Task brief: Every line from the one containing "of the mattress" through the end of the data is to be copied exactly, and nothing outside that range.

Records for this task:
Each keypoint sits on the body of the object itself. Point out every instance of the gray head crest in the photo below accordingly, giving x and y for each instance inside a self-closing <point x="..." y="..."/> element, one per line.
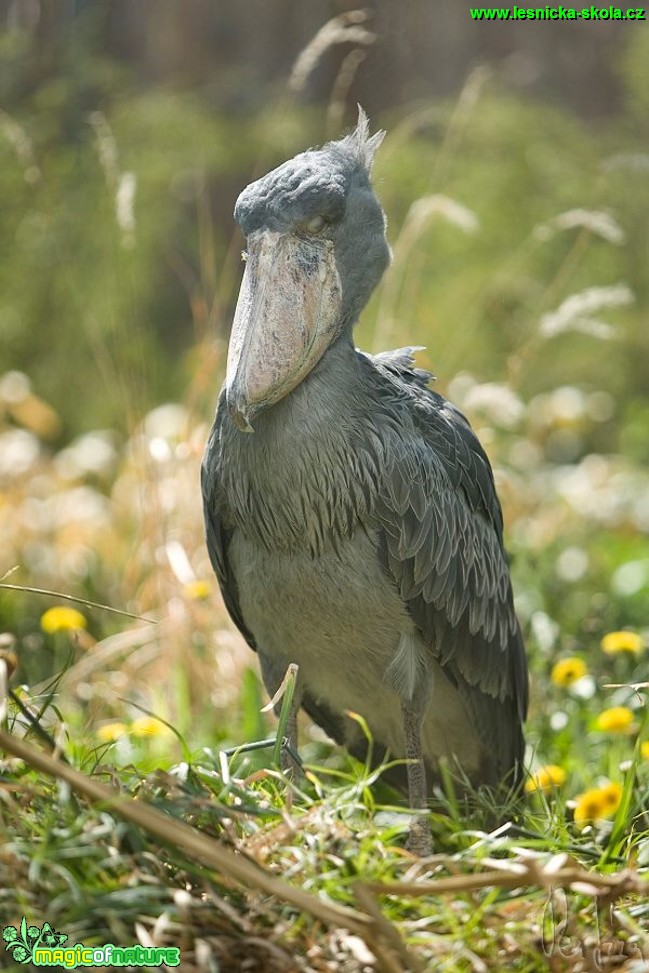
<point x="359" y="142"/>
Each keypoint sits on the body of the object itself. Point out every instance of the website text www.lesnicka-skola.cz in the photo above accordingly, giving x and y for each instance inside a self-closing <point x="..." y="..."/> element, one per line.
<point x="558" y="13"/>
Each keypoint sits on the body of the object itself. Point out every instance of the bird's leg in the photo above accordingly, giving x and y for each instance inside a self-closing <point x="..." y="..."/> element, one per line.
<point x="286" y="703"/>
<point x="419" y="838"/>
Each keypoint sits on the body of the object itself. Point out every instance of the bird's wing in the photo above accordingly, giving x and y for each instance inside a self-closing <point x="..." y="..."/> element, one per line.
<point x="217" y="535"/>
<point x="441" y="539"/>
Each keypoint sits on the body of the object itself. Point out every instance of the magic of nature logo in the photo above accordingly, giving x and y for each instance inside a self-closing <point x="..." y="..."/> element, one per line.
<point x="44" y="946"/>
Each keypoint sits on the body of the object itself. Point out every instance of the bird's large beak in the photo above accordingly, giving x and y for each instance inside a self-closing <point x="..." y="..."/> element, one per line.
<point x="286" y="317"/>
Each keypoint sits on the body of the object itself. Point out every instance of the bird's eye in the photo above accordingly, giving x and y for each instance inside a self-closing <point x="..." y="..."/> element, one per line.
<point x="315" y="224"/>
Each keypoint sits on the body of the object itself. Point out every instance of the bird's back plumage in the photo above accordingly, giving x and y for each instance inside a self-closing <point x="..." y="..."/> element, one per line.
<point x="358" y="533"/>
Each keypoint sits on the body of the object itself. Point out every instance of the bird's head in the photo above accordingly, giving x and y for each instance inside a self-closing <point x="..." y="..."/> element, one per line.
<point x="316" y="249"/>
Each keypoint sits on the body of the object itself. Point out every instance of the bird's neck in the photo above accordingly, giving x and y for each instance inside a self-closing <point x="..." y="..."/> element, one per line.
<point x="280" y="480"/>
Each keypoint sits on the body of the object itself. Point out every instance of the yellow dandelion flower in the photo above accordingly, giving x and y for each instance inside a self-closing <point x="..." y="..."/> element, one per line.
<point x="198" y="590"/>
<point x="545" y="778"/>
<point x="611" y="797"/>
<point x="617" y="719"/>
<point x="62" y="619"/>
<point x="566" y="671"/>
<point x="148" y="726"/>
<point x="615" y="642"/>
<point x="110" y="732"/>
<point x="594" y="804"/>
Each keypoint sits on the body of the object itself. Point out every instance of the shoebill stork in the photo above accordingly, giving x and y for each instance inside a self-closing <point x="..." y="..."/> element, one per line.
<point x="351" y="514"/>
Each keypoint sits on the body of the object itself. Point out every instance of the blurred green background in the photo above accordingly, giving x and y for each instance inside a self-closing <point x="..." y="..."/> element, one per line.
<point x="515" y="177"/>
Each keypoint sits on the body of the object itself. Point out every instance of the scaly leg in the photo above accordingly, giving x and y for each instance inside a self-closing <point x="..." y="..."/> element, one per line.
<point x="419" y="840"/>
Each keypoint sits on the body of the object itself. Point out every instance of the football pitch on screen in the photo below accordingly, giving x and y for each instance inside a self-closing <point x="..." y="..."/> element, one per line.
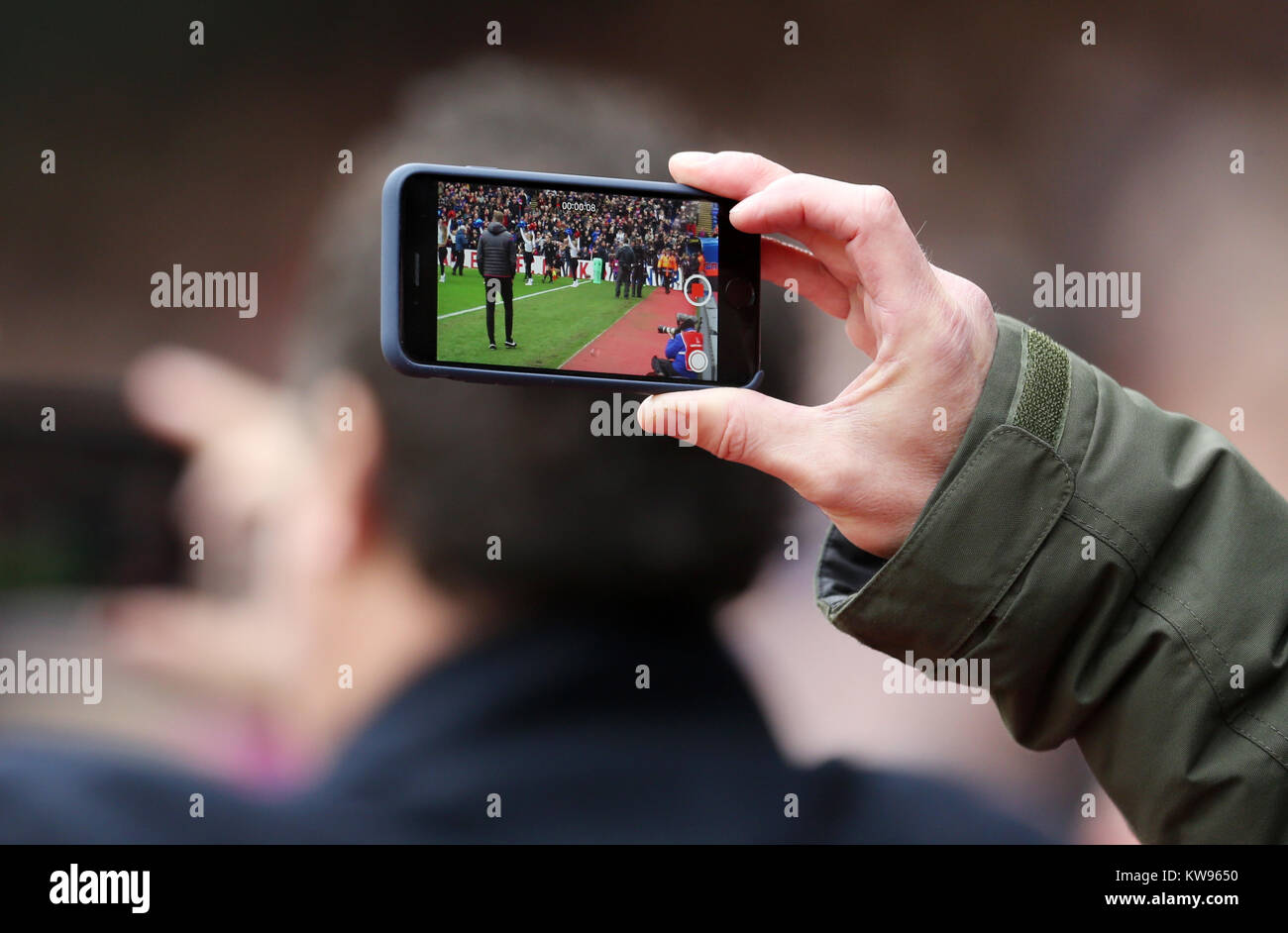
<point x="552" y="321"/>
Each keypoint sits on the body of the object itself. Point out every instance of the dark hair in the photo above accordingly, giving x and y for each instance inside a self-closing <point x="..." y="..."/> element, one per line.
<point x="619" y="524"/>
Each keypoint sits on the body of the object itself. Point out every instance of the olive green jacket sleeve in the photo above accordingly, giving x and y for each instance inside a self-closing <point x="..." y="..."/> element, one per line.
<point x="1124" y="570"/>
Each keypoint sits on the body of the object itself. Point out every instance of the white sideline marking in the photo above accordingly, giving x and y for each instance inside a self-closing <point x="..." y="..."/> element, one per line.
<point x="516" y="297"/>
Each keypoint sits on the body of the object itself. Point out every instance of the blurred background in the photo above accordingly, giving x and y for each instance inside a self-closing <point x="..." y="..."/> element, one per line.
<point x="1113" y="156"/>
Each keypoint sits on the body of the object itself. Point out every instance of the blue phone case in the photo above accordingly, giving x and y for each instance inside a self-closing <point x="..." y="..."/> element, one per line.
<point x="390" y="223"/>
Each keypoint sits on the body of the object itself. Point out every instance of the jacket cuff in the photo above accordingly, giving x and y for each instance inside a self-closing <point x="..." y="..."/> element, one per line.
<point x="996" y="503"/>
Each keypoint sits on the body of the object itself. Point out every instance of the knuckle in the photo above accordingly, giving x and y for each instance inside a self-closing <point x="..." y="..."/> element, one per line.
<point x="881" y="205"/>
<point x="730" y="443"/>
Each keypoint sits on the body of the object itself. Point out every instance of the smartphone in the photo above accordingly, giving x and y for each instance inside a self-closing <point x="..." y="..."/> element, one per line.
<point x="493" y="275"/>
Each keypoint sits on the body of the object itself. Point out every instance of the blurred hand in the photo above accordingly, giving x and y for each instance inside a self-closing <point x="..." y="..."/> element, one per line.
<point x="871" y="457"/>
<point x="244" y="443"/>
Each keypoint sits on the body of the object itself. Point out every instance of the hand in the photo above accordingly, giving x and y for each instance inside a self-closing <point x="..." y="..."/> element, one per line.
<point x="871" y="457"/>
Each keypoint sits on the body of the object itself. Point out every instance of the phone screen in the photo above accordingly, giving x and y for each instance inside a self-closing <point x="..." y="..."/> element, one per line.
<point x="579" y="280"/>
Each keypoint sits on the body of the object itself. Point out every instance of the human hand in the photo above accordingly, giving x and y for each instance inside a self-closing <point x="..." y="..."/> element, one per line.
<point x="871" y="457"/>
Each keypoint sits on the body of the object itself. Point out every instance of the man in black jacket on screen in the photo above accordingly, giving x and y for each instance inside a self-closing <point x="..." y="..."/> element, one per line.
<point x="497" y="257"/>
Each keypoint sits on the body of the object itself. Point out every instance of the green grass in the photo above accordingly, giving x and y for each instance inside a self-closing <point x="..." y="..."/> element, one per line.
<point x="549" y="328"/>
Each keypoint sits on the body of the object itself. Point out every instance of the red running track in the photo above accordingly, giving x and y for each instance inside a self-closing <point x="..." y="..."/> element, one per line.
<point x="630" y="344"/>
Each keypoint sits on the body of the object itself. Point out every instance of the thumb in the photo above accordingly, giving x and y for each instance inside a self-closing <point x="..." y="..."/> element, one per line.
<point x="738" y="425"/>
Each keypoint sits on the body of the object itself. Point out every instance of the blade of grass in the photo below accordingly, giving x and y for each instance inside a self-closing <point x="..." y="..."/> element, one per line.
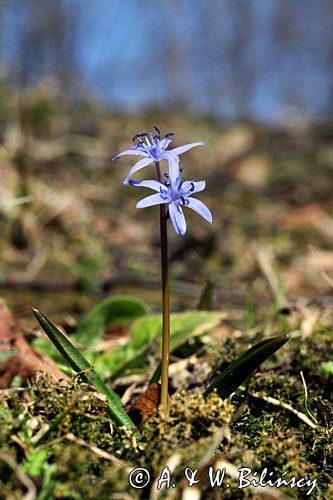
<point x="240" y="369"/>
<point x="81" y="365"/>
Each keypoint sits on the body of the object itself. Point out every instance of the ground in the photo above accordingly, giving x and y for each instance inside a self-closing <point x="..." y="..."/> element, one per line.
<point x="261" y="269"/>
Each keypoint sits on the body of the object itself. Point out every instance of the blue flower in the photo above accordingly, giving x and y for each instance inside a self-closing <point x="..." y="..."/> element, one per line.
<point x="154" y="149"/>
<point x="175" y="194"/>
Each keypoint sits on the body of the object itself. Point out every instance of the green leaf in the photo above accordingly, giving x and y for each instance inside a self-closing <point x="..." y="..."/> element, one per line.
<point x="145" y="330"/>
<point x="110" y="311"/>
<point x="81" y="365"/>
<point x="327" y="367"/>
<point x="240" y="369"/>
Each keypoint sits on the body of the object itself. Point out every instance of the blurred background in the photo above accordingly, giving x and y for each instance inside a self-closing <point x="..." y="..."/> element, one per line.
<point x="253" y="79"/>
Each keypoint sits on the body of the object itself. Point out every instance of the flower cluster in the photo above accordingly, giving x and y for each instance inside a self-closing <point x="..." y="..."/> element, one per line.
<point x="174" y="192"/>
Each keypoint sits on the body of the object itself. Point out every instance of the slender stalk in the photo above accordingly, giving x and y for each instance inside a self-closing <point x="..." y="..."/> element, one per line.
<point x="165" y="301"/>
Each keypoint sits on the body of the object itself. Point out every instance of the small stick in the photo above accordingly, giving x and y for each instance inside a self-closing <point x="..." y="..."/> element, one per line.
<point x="165" y="302"/>
<point x="286" y="406"/>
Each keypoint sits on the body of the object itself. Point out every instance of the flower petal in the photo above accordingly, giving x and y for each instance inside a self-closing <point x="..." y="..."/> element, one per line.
<point x="177" y="218"/>
<point x="200" y="208"/>
<point x="186" y="147"/>
<point x="191" y="187"/>
<point x="135" y="152"/>
<point x="140" y="164"/>
<point x="149" y="201"/>
<point x="164" y="143"/>
<point x="173" y="169"/>
<point x="155" y="185"/>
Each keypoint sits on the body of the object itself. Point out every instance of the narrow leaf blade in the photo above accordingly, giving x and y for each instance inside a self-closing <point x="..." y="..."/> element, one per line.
<point x="240" y="369"/>
<point x="80" y="364"/>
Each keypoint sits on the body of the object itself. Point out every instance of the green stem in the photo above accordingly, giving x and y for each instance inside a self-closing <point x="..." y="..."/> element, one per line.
<point x="165" y="301"/>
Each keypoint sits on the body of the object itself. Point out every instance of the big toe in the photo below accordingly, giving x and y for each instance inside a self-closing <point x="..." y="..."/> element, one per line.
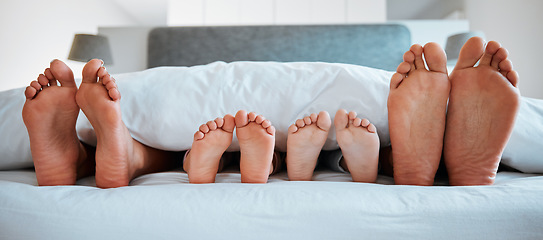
<point x="470" y="53"/>
<point x="323" y="121"/>
<point x="435" y="57"/>
<point x="90" y="71"/>
<point x="62" y="73"/>
<point x="241" y="118"/>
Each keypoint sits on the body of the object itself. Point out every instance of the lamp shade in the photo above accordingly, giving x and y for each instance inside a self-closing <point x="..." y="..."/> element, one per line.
<point x="86" y="47"/>
<point x="455" y="43"/>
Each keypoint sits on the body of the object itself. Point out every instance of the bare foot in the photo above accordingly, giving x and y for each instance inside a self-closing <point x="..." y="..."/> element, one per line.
<point x="256" y="138"/>
<point x="483" y="106"/>
<point x="359" y="143"/>
<point x="417" y="106"/>
<point x="50" y="113"/>
<point x="117" y="156"/>
<point x="304" y="144"/>
<point x="210" y="142"/>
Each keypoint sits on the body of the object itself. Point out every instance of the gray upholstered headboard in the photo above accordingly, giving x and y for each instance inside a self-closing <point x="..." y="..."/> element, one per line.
<point x="377" y="45"/>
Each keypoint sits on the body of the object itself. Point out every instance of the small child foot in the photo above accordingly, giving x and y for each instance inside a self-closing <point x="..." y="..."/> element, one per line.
<point x="256" y="138"/>
<point x="304" y="143"/>
<point x="210" y="142"/>
<point x="359" y="145"/>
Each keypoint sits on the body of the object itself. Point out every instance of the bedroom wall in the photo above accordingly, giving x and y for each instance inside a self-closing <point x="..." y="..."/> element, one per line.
<point x="34" y="32"/>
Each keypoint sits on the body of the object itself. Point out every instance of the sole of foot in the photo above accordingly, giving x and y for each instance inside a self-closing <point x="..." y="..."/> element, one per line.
<point x="306" y="137"/>
<point x="417" y="105"/>
<point x="116" y="151"/>
<point x="359" y="143"/>
<point x="210" y="142"/>
<point x="483" y="105"/>
<point x="256" y="137"/>
<point x="50" y="113"/>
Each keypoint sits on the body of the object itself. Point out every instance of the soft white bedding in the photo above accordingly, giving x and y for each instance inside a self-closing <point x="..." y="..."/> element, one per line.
<point x="165" y="206"/>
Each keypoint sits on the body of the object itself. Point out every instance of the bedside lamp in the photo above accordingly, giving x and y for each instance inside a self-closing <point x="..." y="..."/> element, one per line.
<point x="455" y="43"/>
<point x="86" y="47"/>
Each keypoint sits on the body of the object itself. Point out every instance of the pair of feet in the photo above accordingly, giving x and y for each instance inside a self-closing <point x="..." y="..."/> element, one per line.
<point x="50" y="113"/>
<point x="467" y="116"/>
<point x="256" y="137"/>
<point x="356" y="137"/>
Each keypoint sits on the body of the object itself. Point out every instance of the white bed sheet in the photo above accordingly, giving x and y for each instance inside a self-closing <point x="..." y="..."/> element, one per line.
<point x="164" y="206"/>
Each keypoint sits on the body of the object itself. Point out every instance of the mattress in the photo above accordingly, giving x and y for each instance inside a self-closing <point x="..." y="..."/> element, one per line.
<point x="164" y="206"/>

Response:
Each keypoint sits on the body of the object itself. Point out every instance of the mattress in the photo above accordingly, giving x and y for each instance inside a self-closing <point x="..." y="..."/> element, one per line.
<point x="164" y="206"/>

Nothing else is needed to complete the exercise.